(Given passage)
--------------------------------------------------

Not exactly.  Urushi is not like celluloid where it takes years for a rod to fully cure and stop changing its dimension.  Urushi cures with heat and moisture.  This is done in a Urushi-buro (or furo or muro) a special box or even room that maintains the proper heat and moisture level.  Urushi takes about 24 hrs to cure to 95%-98% while the remaining percentage can take a year if under the right conditions.  There are variations depending on which type and grade of urushi.   Urushi comes in tubes or tins.  The best grade is made entirely in Japan but a lot comes from China and other Asian cointries like Vietnam.  Remember, urushi is basically the sap from a tree that has been refined.  In many ways, it is like maple syrup.  In many cases, the sap is harvested in China and sent to Japan to be refined.

 

I'm not sure who makes the ebonite for Nakaya but I would not be surprised if it was Eboya (aka Nikko Ebonite).  I'll ask Mr. Endo the next time I see him.

--------------------------------------------------

(Material shown)
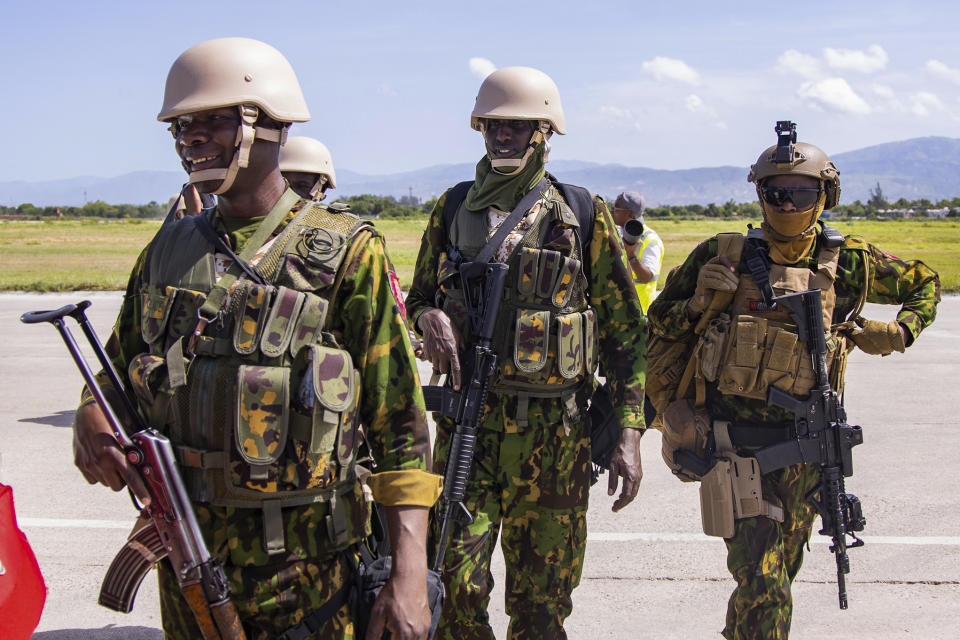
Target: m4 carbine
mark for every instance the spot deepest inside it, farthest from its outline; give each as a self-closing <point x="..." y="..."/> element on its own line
<point x="167" y="527"/>
<point x="822" y="437"/>
<point x="482" y="285"/>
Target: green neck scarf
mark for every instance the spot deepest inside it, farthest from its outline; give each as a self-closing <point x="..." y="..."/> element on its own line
<point x="492" y="189"/>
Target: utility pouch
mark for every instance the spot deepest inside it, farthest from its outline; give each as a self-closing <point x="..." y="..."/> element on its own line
<point x="570" y="345"/>
<point x="563" y="288"/>
<point x="716" y="501"/>
<point x="547" y="272"/>
<point x="309" y="323"/>
<point x="532" y="340"/>
<point x="145" y="375"/>
<point x="155" y="305"/>
<point x="685" y="428"/>
<point x="254" y="307"/>
<point x="527" y="278"/>
<point x="590" y="353"/>
<point x="335" y="390"/>
<point x="279" y="328"/>
<point x="262" y="419"/>
<point x="743" y="355"/>
<point x="710" y="348"/>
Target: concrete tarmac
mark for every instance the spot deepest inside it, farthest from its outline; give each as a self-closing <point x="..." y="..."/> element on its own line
<point x="649" y="571"/>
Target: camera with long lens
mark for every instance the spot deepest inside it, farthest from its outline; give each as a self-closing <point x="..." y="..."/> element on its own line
<point x="632" y="231"/>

--------------------------------------------------

(Exercise prompt)
From the passage on urushi, write out the part that begins at the words "Not exactly.  Urushi" and stops after "to be refined.", copying it word for word.

(Answer below)
Not exactly.  Urushi is not like celluloid where it takes years for a rod to fully cure and stop changing its dimension.  Urushi cures with heat and moisture.  This is done in a Urushi-buro (or furo or muro) a special box or even room that maintains the proper heat and moisture level.  Urushi takes about 24 hrs to cure to 95%-98% while the remaining percentage can take a year if under the right conditions.  There are variations depending on which type and grade of urushi.   Urushi comes in tubes or tins.  The best grade is made entirely in Japan but a lot comes from China and other Asian cointries like Vietnam.  Remember, urushi is basically the sap from a tree that has been refined.  In many ways, it is like maple syrup.  In many cases, the sap is harvested in China and sent to Japan to be refined.